Jeannie Mah (born 1952) is a Canadian ceramic artist who is known for creating ceramic vessels that function as thought-provoking sculptures.

Education 

Mah was born in Regina, Saskatchewan, and attended the University of Regina where she received a Bachelor of Education (1976). In 1979 she received an Advanced Diploma in Ceramics from Emily Carr Institute of Art and Design. In 1988, Mah completed a Certificat Practique de Langue Françaises at the Université de Perpignan, in Perpignan, France. In 1989, she received a Diplôme Semestriel de Langue et Civilisation Françaises from the  Université de la Sorbonne, in Paris, France. She returned to the University of Regina in 1993 to complete a Bachelor of Arts degree.

Publications 
Mah was a co-editor along with Lorne Beug and Anne Campbell of a book on the cultural geography of Regina, titled: Regina's Secret Spaces: Love and Lore of Local Geography (published in 2006).

Art 

Mah's work is made by hand, and some include various reflections upon historical events. Much of her work is focused on crafting vessels. Her art has been influenced by the shape and decoration of both the Kamares ware cups from Crete and the Sèvres ware teacups from France. Her works are often designed more for decoration than for practical use. They are often decorated with images such as historical images, landscapes and self-portraits. Mah's work as an ardent cineaste, francophile, and video artist also have an obvious influence on her ceramic sculptures. She credits Regina artist Jack Sures with inspiring her practice.

Saved data entries:

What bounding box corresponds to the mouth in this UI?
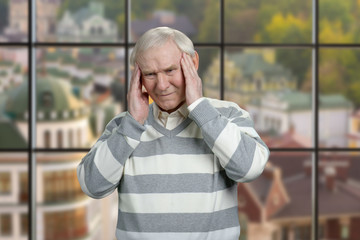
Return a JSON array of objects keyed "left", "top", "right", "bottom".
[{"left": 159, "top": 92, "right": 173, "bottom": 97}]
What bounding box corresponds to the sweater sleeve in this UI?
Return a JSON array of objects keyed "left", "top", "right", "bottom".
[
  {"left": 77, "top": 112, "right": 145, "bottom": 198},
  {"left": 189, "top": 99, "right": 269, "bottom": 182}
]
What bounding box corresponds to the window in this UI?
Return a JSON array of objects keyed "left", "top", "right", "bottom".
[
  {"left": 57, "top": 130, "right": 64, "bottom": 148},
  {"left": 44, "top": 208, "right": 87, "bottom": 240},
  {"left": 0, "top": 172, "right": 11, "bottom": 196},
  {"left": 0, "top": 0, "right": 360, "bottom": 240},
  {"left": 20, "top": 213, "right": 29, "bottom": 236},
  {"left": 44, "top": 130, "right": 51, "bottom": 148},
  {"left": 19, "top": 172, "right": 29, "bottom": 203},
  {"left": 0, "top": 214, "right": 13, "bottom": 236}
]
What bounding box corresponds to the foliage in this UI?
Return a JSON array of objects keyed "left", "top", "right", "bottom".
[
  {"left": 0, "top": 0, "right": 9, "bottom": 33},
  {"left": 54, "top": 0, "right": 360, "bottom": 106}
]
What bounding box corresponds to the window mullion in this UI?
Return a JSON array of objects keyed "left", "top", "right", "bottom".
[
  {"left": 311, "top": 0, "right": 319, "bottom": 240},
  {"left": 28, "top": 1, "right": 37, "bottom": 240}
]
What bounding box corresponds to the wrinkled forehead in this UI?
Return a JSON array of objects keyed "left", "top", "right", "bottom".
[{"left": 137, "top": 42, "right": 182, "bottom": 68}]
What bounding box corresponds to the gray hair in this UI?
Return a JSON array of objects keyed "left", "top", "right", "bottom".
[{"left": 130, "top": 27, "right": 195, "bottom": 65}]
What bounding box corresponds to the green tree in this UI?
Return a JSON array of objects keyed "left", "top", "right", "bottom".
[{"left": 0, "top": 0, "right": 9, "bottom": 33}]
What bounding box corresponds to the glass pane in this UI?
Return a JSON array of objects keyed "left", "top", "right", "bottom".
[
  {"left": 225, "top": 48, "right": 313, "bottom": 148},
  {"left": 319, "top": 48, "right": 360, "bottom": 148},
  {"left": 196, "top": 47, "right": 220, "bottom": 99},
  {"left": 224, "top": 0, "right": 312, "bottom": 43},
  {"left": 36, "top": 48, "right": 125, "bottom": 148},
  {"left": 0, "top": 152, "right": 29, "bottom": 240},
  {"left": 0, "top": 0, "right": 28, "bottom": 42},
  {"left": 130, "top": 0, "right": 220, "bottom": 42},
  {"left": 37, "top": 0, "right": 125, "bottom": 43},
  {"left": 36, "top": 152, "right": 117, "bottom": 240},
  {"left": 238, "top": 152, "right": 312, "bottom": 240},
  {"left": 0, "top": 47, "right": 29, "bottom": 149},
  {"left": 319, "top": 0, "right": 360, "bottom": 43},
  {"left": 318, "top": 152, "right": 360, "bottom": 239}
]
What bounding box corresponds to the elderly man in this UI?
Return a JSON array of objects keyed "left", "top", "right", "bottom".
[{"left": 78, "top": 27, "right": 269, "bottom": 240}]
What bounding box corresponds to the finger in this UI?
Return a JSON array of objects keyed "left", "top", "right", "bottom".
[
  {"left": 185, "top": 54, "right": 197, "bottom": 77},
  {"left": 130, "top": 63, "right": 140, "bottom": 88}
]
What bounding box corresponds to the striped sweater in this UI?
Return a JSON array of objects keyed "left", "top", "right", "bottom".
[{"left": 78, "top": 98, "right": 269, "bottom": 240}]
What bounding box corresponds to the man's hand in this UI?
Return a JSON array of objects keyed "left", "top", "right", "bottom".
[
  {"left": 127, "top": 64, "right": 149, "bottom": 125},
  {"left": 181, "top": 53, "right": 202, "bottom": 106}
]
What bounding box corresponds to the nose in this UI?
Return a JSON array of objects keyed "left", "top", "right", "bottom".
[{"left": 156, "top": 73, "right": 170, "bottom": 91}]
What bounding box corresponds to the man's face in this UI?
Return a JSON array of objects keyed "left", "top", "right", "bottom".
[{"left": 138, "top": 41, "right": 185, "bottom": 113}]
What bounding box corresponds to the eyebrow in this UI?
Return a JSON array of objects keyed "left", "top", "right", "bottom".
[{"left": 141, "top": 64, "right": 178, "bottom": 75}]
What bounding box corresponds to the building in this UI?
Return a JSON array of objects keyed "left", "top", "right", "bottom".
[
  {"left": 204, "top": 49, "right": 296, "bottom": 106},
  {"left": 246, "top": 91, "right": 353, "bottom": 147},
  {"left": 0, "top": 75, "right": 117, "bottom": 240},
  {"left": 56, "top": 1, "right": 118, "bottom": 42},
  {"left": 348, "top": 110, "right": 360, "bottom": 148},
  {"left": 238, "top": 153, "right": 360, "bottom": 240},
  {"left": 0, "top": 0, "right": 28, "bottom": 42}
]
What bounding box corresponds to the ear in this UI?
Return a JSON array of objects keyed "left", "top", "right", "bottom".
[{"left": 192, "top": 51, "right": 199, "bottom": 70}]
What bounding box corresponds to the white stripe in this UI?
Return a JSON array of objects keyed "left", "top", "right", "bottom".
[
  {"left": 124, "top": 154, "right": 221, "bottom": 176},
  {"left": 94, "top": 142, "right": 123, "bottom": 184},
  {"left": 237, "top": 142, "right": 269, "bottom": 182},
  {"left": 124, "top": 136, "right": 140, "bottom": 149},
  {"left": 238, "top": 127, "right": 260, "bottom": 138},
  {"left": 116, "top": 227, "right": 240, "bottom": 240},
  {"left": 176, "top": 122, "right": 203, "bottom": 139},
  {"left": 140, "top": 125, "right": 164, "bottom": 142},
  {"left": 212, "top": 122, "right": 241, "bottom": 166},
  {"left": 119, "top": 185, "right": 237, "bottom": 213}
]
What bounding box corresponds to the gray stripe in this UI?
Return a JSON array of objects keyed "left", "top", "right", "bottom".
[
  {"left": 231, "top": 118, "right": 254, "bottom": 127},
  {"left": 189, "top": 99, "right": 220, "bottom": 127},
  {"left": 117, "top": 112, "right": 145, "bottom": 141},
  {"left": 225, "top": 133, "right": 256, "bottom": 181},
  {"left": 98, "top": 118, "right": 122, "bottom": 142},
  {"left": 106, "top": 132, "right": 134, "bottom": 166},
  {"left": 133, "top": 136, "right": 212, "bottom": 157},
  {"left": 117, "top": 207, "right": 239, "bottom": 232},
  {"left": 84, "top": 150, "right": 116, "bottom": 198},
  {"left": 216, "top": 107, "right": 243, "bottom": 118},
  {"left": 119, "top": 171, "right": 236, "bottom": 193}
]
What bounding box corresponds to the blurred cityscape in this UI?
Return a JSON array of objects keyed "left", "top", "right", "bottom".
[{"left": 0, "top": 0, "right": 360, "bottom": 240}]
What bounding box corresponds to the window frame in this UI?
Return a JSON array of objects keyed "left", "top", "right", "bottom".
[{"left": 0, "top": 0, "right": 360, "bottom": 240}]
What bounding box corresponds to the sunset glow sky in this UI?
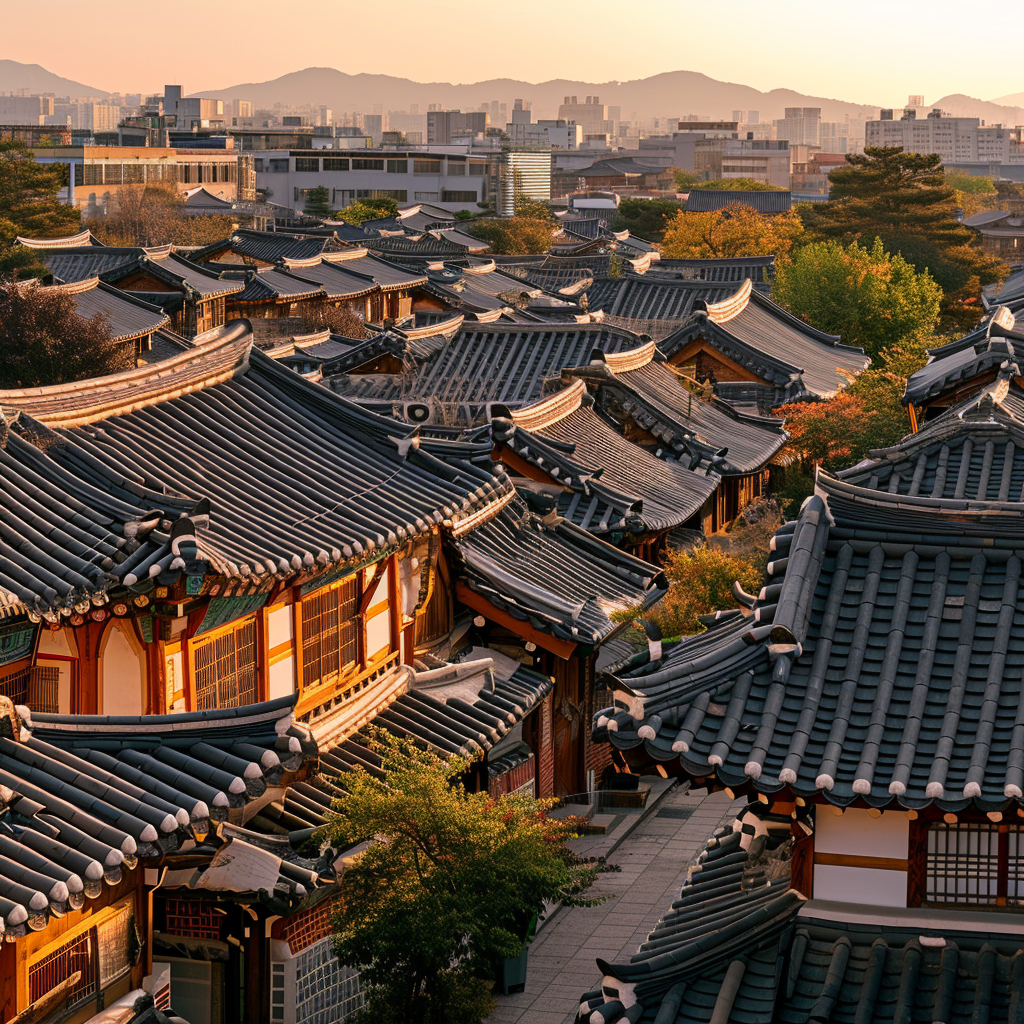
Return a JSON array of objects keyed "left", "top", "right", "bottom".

* * *

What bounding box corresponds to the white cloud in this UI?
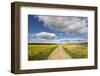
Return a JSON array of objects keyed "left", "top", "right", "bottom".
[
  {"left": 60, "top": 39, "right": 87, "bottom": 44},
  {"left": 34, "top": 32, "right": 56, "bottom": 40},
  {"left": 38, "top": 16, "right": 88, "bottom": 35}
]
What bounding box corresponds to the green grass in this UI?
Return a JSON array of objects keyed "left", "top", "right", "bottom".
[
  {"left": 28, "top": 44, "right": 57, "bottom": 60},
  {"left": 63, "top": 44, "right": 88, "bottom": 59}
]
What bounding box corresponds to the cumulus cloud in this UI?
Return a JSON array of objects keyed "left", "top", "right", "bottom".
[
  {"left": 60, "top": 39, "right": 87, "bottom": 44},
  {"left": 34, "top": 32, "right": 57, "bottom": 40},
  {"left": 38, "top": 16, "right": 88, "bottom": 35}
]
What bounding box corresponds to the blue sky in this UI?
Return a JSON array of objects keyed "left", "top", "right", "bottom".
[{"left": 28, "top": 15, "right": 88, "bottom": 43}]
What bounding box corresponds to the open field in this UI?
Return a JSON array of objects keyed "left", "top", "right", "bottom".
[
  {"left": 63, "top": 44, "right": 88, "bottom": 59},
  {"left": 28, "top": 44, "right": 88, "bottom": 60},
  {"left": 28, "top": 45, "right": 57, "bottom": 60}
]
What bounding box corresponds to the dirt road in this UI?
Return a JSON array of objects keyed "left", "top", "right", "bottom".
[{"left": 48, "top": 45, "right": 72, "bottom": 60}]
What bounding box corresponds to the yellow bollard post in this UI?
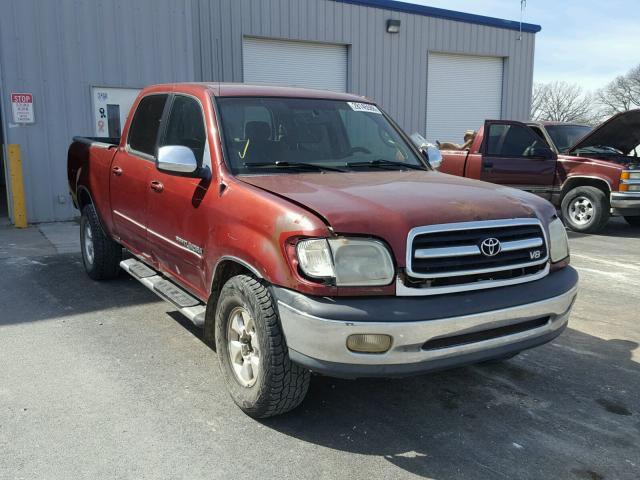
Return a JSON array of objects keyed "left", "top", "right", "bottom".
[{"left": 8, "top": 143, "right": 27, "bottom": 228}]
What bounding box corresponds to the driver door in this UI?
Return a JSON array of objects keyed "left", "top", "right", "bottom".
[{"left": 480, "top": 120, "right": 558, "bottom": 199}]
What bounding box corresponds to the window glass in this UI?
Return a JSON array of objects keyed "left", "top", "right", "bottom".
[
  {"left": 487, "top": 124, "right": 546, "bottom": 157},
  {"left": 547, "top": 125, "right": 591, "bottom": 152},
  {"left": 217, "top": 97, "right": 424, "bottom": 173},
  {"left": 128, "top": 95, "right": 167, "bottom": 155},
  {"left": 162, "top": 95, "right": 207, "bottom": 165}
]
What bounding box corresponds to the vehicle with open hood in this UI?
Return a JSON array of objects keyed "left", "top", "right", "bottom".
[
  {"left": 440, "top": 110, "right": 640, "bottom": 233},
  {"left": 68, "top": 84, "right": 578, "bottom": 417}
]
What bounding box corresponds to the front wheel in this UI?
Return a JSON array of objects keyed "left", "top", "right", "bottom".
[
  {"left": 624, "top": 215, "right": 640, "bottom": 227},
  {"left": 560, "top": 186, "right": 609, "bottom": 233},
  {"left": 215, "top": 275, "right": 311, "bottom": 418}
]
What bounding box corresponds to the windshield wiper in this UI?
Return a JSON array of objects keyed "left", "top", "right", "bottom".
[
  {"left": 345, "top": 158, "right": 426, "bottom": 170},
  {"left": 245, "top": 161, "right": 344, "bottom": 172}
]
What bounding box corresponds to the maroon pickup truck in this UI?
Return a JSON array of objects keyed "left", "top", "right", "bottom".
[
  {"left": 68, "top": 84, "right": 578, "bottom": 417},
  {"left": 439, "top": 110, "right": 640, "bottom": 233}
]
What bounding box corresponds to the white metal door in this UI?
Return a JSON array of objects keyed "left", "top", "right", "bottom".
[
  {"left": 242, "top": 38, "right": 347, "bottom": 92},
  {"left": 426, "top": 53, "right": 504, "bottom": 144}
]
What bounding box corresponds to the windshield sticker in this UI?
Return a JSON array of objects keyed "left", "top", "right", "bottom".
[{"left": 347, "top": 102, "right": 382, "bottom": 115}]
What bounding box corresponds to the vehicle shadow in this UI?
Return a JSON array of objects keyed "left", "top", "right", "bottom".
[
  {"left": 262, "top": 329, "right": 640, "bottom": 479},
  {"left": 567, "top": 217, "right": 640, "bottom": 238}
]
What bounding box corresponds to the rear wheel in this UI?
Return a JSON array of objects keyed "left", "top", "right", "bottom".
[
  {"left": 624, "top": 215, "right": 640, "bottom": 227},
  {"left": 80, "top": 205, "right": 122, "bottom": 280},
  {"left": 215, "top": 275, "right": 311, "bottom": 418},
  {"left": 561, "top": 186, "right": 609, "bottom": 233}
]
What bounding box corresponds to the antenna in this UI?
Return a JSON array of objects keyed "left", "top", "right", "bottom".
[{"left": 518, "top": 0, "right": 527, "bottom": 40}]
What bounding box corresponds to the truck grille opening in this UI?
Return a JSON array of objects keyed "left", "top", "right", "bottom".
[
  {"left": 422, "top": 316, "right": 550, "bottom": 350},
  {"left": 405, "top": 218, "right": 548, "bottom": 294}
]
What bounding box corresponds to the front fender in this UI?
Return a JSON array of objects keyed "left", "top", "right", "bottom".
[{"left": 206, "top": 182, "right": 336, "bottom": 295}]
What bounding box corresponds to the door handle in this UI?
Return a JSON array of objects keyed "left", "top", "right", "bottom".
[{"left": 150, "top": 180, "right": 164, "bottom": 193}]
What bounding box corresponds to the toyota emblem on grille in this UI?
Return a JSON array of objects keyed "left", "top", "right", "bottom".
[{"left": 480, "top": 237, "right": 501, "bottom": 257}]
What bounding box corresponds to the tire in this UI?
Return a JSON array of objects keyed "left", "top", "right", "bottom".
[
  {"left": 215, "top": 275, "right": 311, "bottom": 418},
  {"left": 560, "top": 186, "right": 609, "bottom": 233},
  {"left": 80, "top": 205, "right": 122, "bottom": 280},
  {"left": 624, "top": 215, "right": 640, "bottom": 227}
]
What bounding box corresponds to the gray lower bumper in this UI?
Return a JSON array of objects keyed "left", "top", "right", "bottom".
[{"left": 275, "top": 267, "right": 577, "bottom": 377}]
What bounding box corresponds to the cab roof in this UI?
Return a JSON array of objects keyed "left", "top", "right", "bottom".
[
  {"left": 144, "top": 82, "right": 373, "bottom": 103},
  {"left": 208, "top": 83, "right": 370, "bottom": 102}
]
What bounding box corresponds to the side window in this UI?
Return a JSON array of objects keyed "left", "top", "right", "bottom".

* * *

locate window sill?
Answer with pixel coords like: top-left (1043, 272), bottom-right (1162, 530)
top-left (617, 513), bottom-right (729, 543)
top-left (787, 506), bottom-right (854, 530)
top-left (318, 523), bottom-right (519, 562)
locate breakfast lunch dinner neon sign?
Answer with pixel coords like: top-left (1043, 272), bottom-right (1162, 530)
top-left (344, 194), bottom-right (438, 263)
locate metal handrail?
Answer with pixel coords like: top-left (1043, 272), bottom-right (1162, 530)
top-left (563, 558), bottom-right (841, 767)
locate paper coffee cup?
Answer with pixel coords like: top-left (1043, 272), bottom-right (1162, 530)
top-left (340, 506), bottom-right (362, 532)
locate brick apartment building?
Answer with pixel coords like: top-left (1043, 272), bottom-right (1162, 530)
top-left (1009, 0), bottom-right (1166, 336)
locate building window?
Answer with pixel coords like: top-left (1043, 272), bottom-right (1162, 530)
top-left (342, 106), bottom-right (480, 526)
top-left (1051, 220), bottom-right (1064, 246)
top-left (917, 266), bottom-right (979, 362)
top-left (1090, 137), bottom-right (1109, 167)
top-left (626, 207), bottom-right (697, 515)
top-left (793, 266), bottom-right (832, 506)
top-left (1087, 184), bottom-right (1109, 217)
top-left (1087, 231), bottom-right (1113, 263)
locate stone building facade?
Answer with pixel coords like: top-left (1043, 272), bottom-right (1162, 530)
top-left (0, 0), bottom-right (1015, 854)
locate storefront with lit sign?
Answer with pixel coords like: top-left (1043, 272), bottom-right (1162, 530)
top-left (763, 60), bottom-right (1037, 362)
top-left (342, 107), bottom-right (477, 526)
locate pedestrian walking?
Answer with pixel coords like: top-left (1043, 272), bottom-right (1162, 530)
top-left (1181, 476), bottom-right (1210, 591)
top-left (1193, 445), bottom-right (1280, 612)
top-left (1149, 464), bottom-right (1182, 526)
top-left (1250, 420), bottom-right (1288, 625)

Work instructions:
1. In the text about Jeannie Mah, what did she receive from the Emily Carr Institute of Art and Design in 1979?
2. Please pick up the text about Jeannie Mah right after its final sentence and keep writing it.

Answers given:
1. An Advanced Diploma in Ceramics.

2.
Curator Helen Marzolf described Mah's ceramic works as "ethereal... [the] cups, vases and pitchers are paper-thin, translucent and weightless. More than objects of technical virtuosity, these works hyperbolize the fragility of fine ceramics and the elasticity of porcelain."

Her work has been shown in various exhibitions in Canada and internationally.

Canada 
 The Godfrey Dean Art Gallery (2012, 2013 ) 
 Winnipeg Art Gallery (1999)
 Saskatchewan Arts Board
 MacKenzie Art Gallery 
 Canadian Clay and Glass Gallery
 Nouveau Gallery (2006, 2007, 2008, 2009, 2012, 2013, 2014)
 Burlington Art Gallery
 Museum of Civilization

International 
 Municipalité de Nyon (Switzerland)

References

External links
 Jeannie Mah at Galleries West

Further reading 
Chambers, Ruth. "Ceramic Installation-Towards a Self-definition." Ceramics Art and Perception 65 (2006): 81.

Gogarty, Amy. "Jeannie Mah: 2 or 3 Things I know About Her." Regina: Dunlop Art Gallery (1998).

Laviolette, M.-B. 2001. Cineramics. Calgary: The Art Gallery of Calgary.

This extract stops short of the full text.